Data listing

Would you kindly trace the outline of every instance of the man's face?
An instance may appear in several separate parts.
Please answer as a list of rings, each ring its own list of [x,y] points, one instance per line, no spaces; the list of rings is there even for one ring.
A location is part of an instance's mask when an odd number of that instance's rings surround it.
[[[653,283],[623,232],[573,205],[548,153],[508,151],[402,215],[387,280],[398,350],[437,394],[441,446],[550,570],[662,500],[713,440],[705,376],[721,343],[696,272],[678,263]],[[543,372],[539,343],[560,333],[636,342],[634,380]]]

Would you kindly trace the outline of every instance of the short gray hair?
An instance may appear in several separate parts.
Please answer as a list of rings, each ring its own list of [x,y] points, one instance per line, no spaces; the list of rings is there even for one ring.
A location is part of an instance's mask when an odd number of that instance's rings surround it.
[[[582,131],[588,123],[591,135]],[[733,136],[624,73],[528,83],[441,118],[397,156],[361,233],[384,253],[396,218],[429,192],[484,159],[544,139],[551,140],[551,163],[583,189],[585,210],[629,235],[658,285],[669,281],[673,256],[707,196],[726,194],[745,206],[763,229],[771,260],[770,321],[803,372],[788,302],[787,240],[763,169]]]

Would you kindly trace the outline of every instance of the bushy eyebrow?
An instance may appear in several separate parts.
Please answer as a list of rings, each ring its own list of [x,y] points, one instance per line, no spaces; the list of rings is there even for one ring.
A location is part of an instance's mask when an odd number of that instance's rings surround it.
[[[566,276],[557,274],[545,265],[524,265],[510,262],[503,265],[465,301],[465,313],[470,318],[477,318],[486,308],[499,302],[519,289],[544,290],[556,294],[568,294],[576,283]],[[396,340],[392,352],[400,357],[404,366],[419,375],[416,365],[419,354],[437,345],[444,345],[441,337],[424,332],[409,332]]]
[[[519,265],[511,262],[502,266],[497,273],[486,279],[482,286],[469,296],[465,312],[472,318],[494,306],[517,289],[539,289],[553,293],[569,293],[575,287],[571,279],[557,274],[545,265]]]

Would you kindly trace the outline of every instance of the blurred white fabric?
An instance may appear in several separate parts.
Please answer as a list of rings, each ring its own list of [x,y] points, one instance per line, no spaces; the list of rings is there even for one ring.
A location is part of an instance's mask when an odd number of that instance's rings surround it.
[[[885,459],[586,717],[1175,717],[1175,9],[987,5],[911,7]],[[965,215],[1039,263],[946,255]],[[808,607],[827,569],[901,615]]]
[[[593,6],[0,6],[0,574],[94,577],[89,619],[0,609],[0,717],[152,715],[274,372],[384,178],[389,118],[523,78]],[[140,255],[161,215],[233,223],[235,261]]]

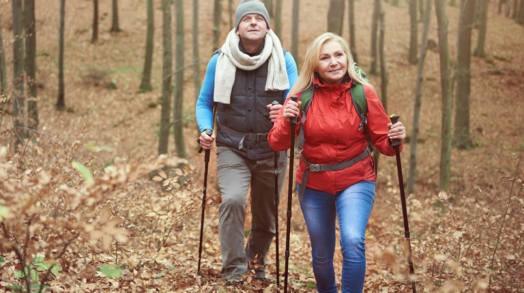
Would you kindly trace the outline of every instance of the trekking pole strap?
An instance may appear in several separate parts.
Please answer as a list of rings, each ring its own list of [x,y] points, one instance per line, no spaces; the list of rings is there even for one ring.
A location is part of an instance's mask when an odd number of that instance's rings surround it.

* * *

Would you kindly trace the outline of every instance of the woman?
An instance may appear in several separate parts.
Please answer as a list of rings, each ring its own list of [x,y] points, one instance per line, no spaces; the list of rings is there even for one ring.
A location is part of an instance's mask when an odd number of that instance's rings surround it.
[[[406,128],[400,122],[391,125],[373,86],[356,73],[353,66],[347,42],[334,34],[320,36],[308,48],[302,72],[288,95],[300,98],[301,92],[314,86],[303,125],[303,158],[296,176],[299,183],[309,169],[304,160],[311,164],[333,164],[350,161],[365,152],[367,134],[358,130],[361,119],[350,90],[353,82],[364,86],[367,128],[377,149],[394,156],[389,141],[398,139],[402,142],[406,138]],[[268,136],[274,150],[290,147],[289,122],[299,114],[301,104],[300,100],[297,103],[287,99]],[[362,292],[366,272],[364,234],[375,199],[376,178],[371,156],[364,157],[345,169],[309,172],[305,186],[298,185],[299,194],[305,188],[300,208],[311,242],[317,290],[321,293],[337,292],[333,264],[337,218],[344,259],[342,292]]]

==

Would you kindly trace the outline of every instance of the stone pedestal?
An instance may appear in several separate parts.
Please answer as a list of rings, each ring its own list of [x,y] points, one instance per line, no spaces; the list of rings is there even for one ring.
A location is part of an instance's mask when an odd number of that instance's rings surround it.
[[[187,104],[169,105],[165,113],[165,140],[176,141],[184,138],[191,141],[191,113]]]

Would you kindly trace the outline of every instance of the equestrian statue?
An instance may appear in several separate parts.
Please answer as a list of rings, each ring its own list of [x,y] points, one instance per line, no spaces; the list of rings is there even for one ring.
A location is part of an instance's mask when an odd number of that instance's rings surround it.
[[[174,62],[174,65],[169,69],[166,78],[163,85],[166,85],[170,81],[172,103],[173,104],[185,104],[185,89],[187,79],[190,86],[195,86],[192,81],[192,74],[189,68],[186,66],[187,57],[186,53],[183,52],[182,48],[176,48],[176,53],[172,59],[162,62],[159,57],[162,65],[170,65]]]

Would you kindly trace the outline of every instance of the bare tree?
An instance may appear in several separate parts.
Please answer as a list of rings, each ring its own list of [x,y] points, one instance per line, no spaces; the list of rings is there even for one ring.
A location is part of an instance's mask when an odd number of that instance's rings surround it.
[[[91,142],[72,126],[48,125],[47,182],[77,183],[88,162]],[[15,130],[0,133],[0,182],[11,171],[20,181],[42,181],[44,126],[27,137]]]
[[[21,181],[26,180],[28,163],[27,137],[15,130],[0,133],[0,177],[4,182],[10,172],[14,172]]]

WHAT IS ASKED
How many lines of the records above contain the word "outline"? Reply with the number alone.

SOLUTION TO THE EXERCISE
9